American Sniper: la recensione di Barbara Monti

Chris Kyle, originario del Texas, è cresciuto nella convinzione – trasmessagli dal padre – che al mondo vi siano tre categorie di persone: i lupi, le pecore e i cani da pastore.
Quando l’11 settembre 2001 Kyle vede in televisione l’attentato alle Torri Gemelle capisce immediatamente di appartenere alla terza categoria, e va ad arruolarsi nelle Navy SEALs (le Forze per Operazioni Speciali della Marina degli Stati Uniti).
La mira infallibile di Kyle fa sì che venga inviato in missione in Iraq in qualità di cecchino, guadagnandosi il soprannome di “Leggenda” per via dell’elevato numero di vittime collezionato.
L’incapacità di Kyle di riadattarsi alla quotidianità una volta tornato a casa creerà tra lui e la sua famiglia una distanza sempre più grande.
Clint Eastwood con American Sniper si rifa’ all’omonima autobiografia di Chris Kyle, il cecchino americano più famoso del mondo. Il film è stato preceduto da un lancio pubblicitario studiato ad hoc: non il classico trailer composto da una serie di sequenze, ma un’unica sequenza di grande impatto, interrotta proprio nel momento di massima tensione. Eastwood sa bene come tenere lo spettatore col fiato sospeso e con American Sniper lo fa egregiamente.
L’azione si svolge per la maggior parte in Iraq, ed è proprio qui che il regista si dimostra abilissimo nel costruire la suspanse (magistrale la scena della tempesta di sabbia). Il ritmo è serrato, la cinepresa ci mostra lo sguardo di Kyle: guardiamo nel mirino con lui, tratteniamo il respiro e… spariamo. Perché se c’è una cosa della quale possiamo stare certi è che il cecchino farà il suo dovere, sempre. Anche se dall’altra parte del mirino c’è una donna o un bambino: è il prezzo da pagare per svolgere il suo compito, ossia salvare i propri compagni dal nemico iracheno.

Record del dataset sulla posizione degli oggetti:
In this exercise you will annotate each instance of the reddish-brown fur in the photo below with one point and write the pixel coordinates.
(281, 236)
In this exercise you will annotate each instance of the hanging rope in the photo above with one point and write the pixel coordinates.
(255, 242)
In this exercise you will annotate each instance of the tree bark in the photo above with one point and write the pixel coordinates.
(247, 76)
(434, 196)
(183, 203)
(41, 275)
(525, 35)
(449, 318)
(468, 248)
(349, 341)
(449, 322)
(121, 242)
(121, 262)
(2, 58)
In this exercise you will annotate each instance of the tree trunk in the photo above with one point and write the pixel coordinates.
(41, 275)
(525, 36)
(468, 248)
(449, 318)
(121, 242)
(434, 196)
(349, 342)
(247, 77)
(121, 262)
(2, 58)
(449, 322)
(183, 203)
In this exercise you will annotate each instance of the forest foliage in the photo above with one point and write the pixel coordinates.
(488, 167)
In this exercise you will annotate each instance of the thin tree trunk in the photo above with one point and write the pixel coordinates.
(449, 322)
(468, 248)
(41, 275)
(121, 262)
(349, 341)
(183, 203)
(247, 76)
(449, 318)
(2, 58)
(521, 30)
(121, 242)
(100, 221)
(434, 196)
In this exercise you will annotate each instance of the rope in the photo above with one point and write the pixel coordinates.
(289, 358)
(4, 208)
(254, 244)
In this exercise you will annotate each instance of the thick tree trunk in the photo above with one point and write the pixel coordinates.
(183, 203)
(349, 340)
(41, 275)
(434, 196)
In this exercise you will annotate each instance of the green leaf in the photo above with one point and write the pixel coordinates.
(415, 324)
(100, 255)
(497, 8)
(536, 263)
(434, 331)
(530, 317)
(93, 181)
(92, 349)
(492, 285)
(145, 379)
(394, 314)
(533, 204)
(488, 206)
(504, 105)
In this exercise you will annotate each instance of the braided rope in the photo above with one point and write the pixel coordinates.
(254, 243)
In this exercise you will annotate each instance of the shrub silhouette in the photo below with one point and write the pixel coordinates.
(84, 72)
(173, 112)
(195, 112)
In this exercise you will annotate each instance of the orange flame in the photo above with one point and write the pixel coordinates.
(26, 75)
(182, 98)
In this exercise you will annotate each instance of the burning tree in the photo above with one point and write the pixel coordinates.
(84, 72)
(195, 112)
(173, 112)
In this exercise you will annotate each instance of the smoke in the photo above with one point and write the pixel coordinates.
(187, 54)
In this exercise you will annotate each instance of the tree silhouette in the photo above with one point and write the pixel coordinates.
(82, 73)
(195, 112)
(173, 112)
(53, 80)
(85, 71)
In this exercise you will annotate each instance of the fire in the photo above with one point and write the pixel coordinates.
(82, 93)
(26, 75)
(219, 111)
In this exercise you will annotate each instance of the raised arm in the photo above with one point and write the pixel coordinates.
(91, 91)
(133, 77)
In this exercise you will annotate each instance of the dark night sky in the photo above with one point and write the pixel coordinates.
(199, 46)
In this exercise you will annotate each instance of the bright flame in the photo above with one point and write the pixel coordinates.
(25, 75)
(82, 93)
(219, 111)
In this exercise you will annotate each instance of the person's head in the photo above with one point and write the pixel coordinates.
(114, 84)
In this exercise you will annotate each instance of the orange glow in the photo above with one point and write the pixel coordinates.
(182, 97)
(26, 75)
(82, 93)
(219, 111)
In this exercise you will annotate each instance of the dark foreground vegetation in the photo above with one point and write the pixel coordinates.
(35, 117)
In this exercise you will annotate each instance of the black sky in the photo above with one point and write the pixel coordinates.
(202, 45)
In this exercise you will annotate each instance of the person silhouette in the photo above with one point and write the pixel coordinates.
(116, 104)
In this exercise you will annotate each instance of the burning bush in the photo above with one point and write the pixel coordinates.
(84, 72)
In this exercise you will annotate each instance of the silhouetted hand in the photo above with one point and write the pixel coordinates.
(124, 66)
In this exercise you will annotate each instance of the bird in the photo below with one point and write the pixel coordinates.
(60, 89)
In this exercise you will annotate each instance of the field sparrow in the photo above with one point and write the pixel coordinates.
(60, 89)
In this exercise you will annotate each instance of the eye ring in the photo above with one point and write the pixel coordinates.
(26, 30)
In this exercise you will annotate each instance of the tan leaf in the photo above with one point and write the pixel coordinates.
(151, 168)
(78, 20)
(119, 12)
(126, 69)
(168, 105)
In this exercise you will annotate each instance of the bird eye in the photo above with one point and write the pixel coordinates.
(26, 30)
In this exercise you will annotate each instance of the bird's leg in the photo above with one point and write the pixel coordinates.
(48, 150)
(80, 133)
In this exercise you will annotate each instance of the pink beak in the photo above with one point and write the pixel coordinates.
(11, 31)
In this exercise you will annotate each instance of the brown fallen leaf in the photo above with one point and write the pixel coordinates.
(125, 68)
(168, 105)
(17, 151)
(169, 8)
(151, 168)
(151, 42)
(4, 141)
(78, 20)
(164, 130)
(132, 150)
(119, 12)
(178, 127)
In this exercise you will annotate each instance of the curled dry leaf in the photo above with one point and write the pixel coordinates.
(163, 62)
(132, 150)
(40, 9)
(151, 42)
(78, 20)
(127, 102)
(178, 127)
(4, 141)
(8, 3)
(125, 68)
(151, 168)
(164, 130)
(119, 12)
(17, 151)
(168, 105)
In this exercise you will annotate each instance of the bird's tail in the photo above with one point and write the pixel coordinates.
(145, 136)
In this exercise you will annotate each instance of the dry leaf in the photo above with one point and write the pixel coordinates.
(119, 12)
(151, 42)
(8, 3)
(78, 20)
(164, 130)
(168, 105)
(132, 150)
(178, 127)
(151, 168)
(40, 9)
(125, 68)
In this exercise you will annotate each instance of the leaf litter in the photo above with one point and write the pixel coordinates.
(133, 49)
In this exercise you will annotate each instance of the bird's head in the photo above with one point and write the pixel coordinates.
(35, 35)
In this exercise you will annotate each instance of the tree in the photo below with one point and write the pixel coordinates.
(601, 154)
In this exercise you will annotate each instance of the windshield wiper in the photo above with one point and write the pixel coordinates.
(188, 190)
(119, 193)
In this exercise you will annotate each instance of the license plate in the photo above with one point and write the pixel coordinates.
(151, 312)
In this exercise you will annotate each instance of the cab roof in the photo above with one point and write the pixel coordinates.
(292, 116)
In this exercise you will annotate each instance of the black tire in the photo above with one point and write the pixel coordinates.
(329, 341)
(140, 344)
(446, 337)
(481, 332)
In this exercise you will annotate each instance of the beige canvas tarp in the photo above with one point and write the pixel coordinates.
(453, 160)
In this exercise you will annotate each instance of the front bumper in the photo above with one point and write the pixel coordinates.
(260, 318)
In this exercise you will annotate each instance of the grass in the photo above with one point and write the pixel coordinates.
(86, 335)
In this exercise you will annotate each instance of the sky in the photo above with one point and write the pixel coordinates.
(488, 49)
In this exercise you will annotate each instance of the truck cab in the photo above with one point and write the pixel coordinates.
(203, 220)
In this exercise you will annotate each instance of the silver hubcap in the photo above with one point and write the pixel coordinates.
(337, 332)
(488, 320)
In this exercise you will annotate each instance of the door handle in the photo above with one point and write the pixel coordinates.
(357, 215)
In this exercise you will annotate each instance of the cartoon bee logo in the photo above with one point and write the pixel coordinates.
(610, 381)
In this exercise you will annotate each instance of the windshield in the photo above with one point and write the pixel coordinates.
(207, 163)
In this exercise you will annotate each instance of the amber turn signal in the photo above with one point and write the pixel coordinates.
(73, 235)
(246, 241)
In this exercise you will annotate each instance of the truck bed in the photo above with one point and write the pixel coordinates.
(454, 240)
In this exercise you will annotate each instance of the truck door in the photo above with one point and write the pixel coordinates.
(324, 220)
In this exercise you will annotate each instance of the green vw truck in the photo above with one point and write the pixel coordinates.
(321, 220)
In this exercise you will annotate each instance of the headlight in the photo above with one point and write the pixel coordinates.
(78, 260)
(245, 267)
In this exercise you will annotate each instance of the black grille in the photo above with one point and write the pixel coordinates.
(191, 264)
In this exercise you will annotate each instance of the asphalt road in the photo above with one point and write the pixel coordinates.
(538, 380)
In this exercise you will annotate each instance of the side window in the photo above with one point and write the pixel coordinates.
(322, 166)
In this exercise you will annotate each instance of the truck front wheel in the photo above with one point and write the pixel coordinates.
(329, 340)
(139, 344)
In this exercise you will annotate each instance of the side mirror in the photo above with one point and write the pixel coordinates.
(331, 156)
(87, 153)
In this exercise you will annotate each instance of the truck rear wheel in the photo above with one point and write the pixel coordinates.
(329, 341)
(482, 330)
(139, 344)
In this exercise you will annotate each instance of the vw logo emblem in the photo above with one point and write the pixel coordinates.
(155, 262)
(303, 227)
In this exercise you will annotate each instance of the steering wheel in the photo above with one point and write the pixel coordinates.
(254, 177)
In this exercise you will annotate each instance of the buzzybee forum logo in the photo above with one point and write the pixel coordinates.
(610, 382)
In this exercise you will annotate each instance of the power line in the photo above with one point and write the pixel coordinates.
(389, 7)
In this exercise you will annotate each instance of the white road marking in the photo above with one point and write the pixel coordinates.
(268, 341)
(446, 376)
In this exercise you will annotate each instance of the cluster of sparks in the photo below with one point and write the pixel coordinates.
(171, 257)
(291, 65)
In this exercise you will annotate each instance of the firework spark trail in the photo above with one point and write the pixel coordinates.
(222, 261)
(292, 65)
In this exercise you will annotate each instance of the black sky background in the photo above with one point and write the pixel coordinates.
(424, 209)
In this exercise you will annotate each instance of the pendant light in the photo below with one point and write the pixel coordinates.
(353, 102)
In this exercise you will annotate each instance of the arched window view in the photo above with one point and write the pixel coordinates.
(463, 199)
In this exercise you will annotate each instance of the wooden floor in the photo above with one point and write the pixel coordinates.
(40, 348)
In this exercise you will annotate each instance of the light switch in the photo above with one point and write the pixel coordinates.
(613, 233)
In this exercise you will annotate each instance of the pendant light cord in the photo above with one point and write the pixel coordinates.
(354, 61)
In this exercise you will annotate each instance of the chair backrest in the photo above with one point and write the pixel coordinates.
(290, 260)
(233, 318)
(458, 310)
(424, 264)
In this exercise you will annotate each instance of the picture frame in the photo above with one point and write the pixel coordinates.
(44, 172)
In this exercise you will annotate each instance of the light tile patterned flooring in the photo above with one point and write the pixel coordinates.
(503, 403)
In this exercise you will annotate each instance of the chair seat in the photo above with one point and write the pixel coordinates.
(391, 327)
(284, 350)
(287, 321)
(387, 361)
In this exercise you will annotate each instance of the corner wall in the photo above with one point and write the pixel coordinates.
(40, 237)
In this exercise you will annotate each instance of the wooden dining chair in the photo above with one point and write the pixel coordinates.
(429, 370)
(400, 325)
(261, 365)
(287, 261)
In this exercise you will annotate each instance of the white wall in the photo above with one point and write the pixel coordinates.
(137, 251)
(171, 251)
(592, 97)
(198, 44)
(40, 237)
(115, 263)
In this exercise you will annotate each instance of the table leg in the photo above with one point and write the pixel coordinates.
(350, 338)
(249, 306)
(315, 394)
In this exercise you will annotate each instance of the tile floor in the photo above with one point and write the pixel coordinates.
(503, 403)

## Il problema:
Riscrivi il passo della recensione di American Sniper cominciando da "L’azione si svolge" e proseguendo fino a "dal nemico iracheno.". Scambia "cinepresa" con "macchina da presa".

## Risultato:
L’azione si svolge per la maggior parte in Iraq, ed è proprio qui che il regista si dimostra abilissimo nel costruire la suspanse (magistrale la scena della tempesta di sabbia). Il ritmo è serrato, la macchina da presa ci mostra lo sguardo di Kyle: guardiamo nel mirino con lui, tratteniamo il respiro e… spariamo. Perché se c’è una cosa della quale possiamo stare certi è che il cecchino farà il suo dovere, sempre. Anche se dall’altra parte del mirino c’è una donna o un bambino: è il prezzo da pagare per svolgere il suo compito, ossia salvare i propri compagni dal nemico iracheno.